(SOURCE EXTRACT):
☆ ☆ ☆ ☆ ☆
Monday 3 July 2023

Shaun the Sheep

Shaun Shorn the Sheep! You'd have much more fun to watch an episode of, like, Shaun the Sheep [see R,R]. But I'm playing the Web-Log card here and now to record when things happen on the farrrrrm, so we don't need to remember over my two week event horizon TWEH. We are blessed to have Paddy-the-Clip 3.7km NNE of here; he's prepared to come up our bucketty lane in his scut-truck, unload his board and clipper-hanger, change his boots and trews . . . to shear a dozen or 15 sheep. In a just world, like a plumber, he'd have a call-out / set-up charge and then an hourly rate. Perhaps he does in his head. We pay what he asks and consider it a bargain. His core business at this time of year is shearing scores or hundreds of sheep in one place with his tea and dinner thrown in and someone to catch the sheep and deliver them arse-down on his station. It's a work out, for sure, even then.
☆ ☆ ☆ ☆ ☆
(INFORMATION PROVIDED):
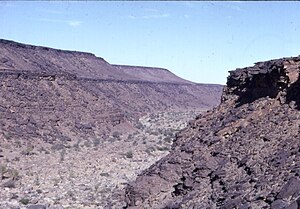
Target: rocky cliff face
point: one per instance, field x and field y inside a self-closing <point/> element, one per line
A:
<point x="243" y="154"/>
<point x="59" y="95"/>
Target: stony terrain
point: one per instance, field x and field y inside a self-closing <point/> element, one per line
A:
<point x="74" y="129"/>
<point x="84" y="174"/>
<point x="64" y="95"/>
<point x="243" y="154"/>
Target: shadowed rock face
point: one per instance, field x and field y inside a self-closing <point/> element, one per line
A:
<point x="58" y="95"/>
<point x="243" y="154"/>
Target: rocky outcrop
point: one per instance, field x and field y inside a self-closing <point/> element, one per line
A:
<point x="243" y="154"/>
<point x="58" y="95"/>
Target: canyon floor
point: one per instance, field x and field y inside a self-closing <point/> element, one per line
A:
<point x="85" y="173"/>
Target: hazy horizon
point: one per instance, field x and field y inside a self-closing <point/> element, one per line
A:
<point x="198" y="41"/>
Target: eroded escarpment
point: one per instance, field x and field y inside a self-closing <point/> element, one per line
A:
<point x="243" y="154"/>
<point x="75" y="129"/>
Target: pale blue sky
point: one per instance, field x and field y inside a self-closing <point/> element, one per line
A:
<point x="199" y="41"/>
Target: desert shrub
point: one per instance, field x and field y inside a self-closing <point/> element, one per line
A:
<point x="164" y="148"/>
<point x="168" y="139"/>
<point x="28" y="150"/>
<point x="24" y="201"/>
<point x="96" y="142"/>
<point x="57" y="147"/>
<point x="104" y="174"/>
<point x="3" y="170"/>
<point x="139" y="125"/>
<point x="149" y="150"/>
<point x="129" y="154"/>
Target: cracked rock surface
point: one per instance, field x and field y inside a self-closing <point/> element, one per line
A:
<point x="243" y="154"/>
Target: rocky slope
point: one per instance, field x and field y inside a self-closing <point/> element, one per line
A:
<point x="62" y="95"/>
<point x="75" y="129"/>
<point x="243" y="154"/>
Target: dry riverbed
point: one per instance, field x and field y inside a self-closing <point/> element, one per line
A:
<point x="86" y="173"/>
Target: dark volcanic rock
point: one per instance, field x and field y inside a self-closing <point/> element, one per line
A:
<point x="243" y="154"/>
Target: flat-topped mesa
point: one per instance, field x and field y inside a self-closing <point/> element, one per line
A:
<point x="153" y="74"/>
<point x="14" y="44"/>
<point x="278" y="79"/>
<point x="19" y="58"/>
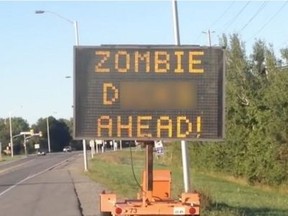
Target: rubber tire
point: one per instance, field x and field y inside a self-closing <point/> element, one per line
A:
<point x="105" y="214"/>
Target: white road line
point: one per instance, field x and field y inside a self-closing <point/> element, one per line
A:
<point x="29" y="177"/>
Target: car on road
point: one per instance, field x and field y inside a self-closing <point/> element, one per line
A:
<point x="41" y="152"/>
<point x="67" y="149"/>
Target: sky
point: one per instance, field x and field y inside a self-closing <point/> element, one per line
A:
<point x="37" y="49"/>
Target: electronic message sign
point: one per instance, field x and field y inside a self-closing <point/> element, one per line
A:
<point x="149" y="92"/>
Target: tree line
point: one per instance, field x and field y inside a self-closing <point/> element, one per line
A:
<point x="60" y="134"/>
<point x="256" y="142"/>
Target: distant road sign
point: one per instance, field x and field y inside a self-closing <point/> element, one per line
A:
<point x="149" y="92"/>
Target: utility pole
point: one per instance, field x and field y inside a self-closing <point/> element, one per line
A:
<point x="184" y="147"/>
<point x="209" y="36"/>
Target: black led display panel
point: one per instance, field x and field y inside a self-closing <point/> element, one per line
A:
<point x="149" y="92"/>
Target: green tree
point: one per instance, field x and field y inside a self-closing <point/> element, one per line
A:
<point x="58" y="130"/>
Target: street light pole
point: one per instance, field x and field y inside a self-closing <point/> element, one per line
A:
<point x="11" y="135"/>
<point x="76" y="32"/>
<point x="48" y="135"/>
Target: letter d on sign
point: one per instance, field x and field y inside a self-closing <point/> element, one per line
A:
<point x="110" y="93"/>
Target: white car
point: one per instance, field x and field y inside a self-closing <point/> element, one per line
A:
<point x="67" y="149"/>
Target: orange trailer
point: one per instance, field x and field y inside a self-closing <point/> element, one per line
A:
<point x="154" y="197"/>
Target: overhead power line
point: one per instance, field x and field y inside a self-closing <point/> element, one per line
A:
<point x="271" y="18"/>
<point x="236" y="16"/>
<point x="262" y="6"/>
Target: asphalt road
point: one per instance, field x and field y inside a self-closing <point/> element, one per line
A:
<point x="39" y="185"/>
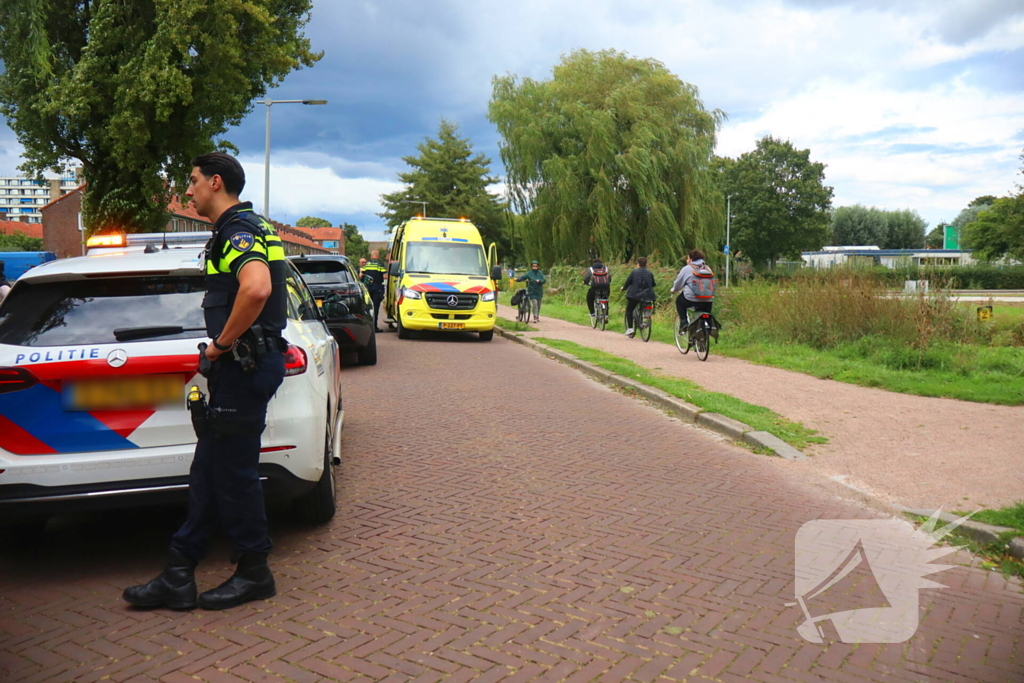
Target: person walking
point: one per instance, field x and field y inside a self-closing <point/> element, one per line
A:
<point x="535" y="287"/>
<point x="693" y="284"/>
<point x="598" y="280"/>
<point x="245" y="309"/>
<point x="639" y="287"/>
<point x="373" y="275"/>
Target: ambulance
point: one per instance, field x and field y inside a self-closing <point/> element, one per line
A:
<point x="440" y="279"/>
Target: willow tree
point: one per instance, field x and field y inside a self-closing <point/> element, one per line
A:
<point x="611" y="156"/>
<point x="132" y="90"/>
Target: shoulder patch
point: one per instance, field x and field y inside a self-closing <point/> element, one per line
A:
<point x="243" y="241"/>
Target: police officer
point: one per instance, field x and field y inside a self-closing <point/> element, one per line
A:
<point x="373" y="275"/>
<point x="245" y="310"/>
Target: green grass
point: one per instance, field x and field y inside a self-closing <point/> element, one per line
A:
<point x="980" y="374"/>
<point x="756" y="416"/>
<point x="514" y="326"/>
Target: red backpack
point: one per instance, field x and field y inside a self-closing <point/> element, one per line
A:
<point x="704" y="284"/>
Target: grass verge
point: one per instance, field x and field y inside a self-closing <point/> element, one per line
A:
<point x="514" y="326"/>
<point x="758" y="417"/>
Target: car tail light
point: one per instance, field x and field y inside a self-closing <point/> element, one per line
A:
<point x="15" y="379"/>
<point x="295" y="360"/>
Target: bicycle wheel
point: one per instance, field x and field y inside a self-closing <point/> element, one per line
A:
<point x="681" y="341"/>
<point x="645" y="324"/>
<point x="701" y="341"/>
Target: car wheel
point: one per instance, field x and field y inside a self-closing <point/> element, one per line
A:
<point x="318" y="505"/>
<point x="368" y="353"/>
<point x="403" y="332"/>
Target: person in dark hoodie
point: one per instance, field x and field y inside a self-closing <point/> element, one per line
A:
<point x="639" y="287"/>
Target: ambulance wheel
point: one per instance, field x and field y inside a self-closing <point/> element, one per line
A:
<point x="318" y="505"/>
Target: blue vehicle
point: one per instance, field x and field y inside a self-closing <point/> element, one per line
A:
<point x="14" y="263"/>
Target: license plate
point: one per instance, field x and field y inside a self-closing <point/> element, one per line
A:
<point x="120" y="393"/>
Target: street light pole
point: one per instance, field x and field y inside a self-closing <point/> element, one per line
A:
<point x="266" y="154"/>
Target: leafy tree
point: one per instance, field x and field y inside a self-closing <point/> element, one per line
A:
<point x="779" y="201"/>
<point x="133" y="90"/>
<point x="904" y="229"/>
<point x="312" y="221"/>
<point x="355" y="246"/>
<point x="612" y="155"/>
<point x="452" y="180"/>
<point x="998" y="230"/>
<point x="858" y="225"/>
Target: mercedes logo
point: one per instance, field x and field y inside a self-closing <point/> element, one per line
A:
<point x="117" y="357"/>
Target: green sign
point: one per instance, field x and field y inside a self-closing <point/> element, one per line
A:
<point x="950" y="237"/>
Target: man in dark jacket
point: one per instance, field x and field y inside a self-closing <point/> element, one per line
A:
<point x="639" y="287"/>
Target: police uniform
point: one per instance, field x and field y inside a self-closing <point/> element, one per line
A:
<point x="223" y="482"/>
<point x="373" y="276"/>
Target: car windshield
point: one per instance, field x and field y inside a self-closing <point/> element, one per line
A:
<point x="445" y="258"/>
<point x="323" y="272"/>
<point x="88" y="311"/>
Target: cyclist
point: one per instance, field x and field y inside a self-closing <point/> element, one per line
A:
<point x="599" y="281"/>
<point x="695" y="286"/>
<point x="639" y="287"/>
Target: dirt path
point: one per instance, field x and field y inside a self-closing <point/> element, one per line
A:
<point x="913" y="451"/>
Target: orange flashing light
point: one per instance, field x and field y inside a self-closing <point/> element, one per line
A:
<point x="107" y="241"/>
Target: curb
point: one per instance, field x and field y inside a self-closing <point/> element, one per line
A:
<point x="728" y="427"/>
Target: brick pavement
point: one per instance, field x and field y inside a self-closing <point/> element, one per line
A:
<point x="523" y="522"/>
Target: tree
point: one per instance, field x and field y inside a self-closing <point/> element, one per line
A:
☆ ☆ ☆ ☆ ☆
(APPLY WHAT YOU READ):
1. Answer these questions from the sheep-shearing post:
(a) What do the letters TWEH stand for?
(b) How far from the writer's place, and in what direction, is Paddy-the-Clip?
(c) What is Paddy's core business at this time of year?
2. Set down word for word the part of the sheep-shearing post starting at "Shaun Shorn the" and ending at "sure, even then.".

(SOLUTIONS TO THE TASKS):
1.
(a) Two week event horizon.
(b) 3.7 km, NNE.
(c) Shearing scores or hundreds of sheep in one place.

2.
Shaun Shorn the Sheep! You'd have much more fun to watch an episode of, like, Shaun the Sheep [see R,R]. But I'm playing the Web-Log card here and now to record when things happen on the farrrrrm, so we don't need to remember over my two week event horizon TWEH. We are blessed to have Paddy-the-Clip 3.7km NNE of here; he's prepared to come up our bucketty lane in his scut-truck, unload his board and clipper-hanger, change his boots and trews . . . to shear a dozen or 15 sheep. In a just world, like a plumber, he'd have a call-out / set-up charge and then an hourly rate. Perhaps he does in his head. We pay what he asks and consider it a bargain. His core business at this time of year is shearing scores or hundreds of sheep in one place with his tea and dinner thrown in and someone to catch the sheep and deliver them arse-down on his station. It's a work out, for sure, even then.